WHAT YOU WILL DO: Move the lines of the listing below into your reply, starting at the line that contains "Locate the blue" and ending at the end of the listing, with the requests included. Add -38 to every coordinate in the answers.

Entries from a pointing dataset:
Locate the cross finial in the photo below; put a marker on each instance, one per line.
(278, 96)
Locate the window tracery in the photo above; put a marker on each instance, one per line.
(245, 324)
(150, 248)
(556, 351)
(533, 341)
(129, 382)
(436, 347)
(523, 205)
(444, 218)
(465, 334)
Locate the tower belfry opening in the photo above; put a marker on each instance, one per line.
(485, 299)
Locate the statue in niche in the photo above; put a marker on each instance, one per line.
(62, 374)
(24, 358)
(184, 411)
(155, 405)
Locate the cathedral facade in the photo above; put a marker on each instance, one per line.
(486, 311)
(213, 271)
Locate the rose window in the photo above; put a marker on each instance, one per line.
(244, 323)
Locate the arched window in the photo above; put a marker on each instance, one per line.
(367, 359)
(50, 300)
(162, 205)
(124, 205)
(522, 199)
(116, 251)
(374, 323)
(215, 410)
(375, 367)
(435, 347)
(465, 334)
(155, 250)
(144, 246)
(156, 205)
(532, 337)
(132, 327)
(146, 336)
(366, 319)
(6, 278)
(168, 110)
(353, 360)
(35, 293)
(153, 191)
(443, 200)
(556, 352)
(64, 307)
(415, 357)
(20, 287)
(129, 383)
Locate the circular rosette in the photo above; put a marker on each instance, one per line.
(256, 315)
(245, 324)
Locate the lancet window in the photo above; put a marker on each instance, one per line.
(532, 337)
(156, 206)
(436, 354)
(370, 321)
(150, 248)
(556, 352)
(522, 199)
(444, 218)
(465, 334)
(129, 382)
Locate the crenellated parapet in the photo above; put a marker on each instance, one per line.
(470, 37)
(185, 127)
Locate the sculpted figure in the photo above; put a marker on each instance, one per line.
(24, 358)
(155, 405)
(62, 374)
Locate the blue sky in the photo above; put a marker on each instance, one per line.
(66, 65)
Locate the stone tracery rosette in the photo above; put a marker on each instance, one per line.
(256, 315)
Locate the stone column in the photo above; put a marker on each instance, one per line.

TASK SOLUTION:
Locate the blue sky in the photo above; put a marker on each instance, one per line.
(28, 27)
Locate the stone tracery rosette in the photo above; put a marker on each instance, one per line.
(218, 277)
Locate the stone column in the photo above; put a marker on each instance, one per line.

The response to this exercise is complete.